Listing from a data source:
———

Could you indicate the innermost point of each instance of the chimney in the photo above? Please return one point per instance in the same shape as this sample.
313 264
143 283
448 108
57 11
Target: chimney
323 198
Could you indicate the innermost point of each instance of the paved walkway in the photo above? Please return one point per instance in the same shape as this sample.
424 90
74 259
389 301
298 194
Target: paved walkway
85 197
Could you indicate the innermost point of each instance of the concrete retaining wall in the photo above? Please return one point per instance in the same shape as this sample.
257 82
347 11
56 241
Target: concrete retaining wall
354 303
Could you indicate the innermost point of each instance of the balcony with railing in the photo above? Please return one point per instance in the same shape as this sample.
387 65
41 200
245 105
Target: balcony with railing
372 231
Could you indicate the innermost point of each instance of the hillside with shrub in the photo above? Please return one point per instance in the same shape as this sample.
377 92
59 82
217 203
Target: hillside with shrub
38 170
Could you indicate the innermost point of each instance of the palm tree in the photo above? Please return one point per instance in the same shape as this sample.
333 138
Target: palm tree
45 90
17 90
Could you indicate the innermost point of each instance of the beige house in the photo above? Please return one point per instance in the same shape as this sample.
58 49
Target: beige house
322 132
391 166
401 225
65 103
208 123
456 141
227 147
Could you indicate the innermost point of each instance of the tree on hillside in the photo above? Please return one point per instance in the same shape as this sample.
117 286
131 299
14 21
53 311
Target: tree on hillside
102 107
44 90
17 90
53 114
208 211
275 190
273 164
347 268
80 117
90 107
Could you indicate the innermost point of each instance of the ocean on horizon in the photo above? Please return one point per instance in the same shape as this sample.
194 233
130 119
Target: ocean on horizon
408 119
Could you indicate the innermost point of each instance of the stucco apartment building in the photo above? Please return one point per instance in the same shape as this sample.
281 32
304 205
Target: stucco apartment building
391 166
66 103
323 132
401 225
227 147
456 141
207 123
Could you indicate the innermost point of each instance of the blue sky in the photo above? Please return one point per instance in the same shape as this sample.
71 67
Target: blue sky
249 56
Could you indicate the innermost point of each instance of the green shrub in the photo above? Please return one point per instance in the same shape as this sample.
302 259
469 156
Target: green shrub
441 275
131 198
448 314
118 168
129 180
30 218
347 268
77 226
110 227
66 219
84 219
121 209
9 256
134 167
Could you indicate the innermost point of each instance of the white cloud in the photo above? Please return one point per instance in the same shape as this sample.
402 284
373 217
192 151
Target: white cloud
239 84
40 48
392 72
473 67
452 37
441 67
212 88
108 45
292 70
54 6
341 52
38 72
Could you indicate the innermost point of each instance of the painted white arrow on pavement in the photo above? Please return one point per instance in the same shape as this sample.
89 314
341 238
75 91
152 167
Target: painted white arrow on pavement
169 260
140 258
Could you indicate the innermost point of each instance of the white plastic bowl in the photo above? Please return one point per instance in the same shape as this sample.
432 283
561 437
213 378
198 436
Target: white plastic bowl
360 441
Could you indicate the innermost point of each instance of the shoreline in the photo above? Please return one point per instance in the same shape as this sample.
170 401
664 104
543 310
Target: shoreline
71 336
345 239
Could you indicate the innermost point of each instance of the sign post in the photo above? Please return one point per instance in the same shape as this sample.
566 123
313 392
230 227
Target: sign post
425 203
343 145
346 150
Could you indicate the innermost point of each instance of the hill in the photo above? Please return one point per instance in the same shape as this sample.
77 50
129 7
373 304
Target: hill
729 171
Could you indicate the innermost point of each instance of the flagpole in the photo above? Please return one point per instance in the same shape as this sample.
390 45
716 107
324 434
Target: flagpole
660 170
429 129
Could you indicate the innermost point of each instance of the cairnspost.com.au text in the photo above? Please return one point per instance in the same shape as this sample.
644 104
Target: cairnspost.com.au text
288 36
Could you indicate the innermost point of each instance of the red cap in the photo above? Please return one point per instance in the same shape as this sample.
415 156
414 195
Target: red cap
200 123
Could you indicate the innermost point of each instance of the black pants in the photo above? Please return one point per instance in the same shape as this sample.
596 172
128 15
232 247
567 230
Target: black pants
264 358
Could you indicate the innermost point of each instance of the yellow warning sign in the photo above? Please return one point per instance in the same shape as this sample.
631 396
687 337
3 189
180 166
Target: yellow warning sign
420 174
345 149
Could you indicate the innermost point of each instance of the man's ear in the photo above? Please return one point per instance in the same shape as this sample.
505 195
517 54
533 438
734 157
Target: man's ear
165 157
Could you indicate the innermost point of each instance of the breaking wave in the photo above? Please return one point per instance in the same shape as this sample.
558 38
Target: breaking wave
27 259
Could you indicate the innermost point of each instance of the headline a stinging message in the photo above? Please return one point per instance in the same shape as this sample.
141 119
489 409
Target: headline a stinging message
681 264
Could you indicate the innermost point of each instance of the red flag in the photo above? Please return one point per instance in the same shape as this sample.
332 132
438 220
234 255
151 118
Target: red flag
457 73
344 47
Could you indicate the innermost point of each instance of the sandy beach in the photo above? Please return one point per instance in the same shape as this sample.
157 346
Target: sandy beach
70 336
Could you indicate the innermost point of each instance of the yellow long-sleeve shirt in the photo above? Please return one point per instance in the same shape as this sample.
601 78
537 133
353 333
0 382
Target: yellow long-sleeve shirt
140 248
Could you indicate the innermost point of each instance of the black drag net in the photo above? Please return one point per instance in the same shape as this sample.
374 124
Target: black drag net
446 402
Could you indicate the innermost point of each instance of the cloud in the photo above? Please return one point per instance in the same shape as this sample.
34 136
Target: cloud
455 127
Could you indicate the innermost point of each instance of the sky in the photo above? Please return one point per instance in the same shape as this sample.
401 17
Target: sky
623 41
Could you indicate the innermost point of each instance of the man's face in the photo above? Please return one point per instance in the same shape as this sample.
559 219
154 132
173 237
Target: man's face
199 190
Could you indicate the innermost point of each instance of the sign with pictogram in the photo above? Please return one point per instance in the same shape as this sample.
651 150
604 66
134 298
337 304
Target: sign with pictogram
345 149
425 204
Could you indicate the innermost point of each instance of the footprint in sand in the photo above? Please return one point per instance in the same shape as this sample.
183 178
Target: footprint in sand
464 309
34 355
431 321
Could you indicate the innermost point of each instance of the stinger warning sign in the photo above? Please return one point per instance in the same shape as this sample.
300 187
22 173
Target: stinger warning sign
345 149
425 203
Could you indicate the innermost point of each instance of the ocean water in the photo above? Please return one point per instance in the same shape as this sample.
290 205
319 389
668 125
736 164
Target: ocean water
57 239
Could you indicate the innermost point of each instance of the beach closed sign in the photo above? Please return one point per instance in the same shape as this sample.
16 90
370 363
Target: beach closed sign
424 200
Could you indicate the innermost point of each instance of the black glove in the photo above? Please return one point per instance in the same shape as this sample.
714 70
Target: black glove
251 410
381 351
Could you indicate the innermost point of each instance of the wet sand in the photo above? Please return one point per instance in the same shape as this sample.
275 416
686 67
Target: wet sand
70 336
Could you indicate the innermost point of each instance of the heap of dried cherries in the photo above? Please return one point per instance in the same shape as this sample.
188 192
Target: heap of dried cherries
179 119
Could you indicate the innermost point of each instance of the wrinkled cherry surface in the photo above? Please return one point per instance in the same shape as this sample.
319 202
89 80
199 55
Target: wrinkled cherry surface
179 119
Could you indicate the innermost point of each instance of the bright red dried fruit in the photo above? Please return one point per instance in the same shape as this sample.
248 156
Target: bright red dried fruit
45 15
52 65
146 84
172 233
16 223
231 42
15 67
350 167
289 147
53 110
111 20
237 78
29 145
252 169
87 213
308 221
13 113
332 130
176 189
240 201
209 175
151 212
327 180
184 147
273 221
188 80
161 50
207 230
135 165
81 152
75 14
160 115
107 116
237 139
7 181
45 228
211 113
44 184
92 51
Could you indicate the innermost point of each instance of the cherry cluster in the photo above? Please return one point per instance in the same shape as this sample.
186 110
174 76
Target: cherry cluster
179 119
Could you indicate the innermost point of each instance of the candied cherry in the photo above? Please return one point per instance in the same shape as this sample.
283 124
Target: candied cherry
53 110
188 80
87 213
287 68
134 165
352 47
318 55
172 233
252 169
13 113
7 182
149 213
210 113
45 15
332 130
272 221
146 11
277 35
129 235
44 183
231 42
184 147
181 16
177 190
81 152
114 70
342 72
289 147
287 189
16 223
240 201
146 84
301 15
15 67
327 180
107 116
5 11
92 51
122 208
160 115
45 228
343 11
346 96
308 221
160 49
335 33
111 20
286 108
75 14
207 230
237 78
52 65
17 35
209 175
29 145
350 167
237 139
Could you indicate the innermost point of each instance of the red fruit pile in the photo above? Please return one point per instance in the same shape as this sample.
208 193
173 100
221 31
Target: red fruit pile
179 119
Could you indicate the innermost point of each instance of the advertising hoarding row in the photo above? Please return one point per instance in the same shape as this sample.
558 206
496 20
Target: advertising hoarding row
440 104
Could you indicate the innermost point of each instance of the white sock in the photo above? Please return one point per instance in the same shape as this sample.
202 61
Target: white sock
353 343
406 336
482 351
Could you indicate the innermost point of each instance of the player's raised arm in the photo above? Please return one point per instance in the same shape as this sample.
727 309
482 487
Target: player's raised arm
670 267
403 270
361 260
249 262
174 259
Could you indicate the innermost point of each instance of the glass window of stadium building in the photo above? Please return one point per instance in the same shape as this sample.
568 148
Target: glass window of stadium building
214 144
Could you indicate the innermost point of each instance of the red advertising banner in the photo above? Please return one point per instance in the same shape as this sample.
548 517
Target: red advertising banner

———

# [DIRECTIONS FOR THIS TASK]
Print the lines of the listing that begin with the line containing "of the glass" and continue through the end of the listing, reproducing each one without change.

# [RESPONSE TO THIS EXERCISE]
Could you indicate the innermost point of each instance of the glass window of stadium building in the photo above? Please return one point per instance in the same shape as this sample.
568 148
Target: glass window of stadium building
214 144
Could you indicate the innermost point of each instance of the red advertising banner in the photo above? Please return one point per instance in the same shape as this sample.
548 517
Target: red advertising banner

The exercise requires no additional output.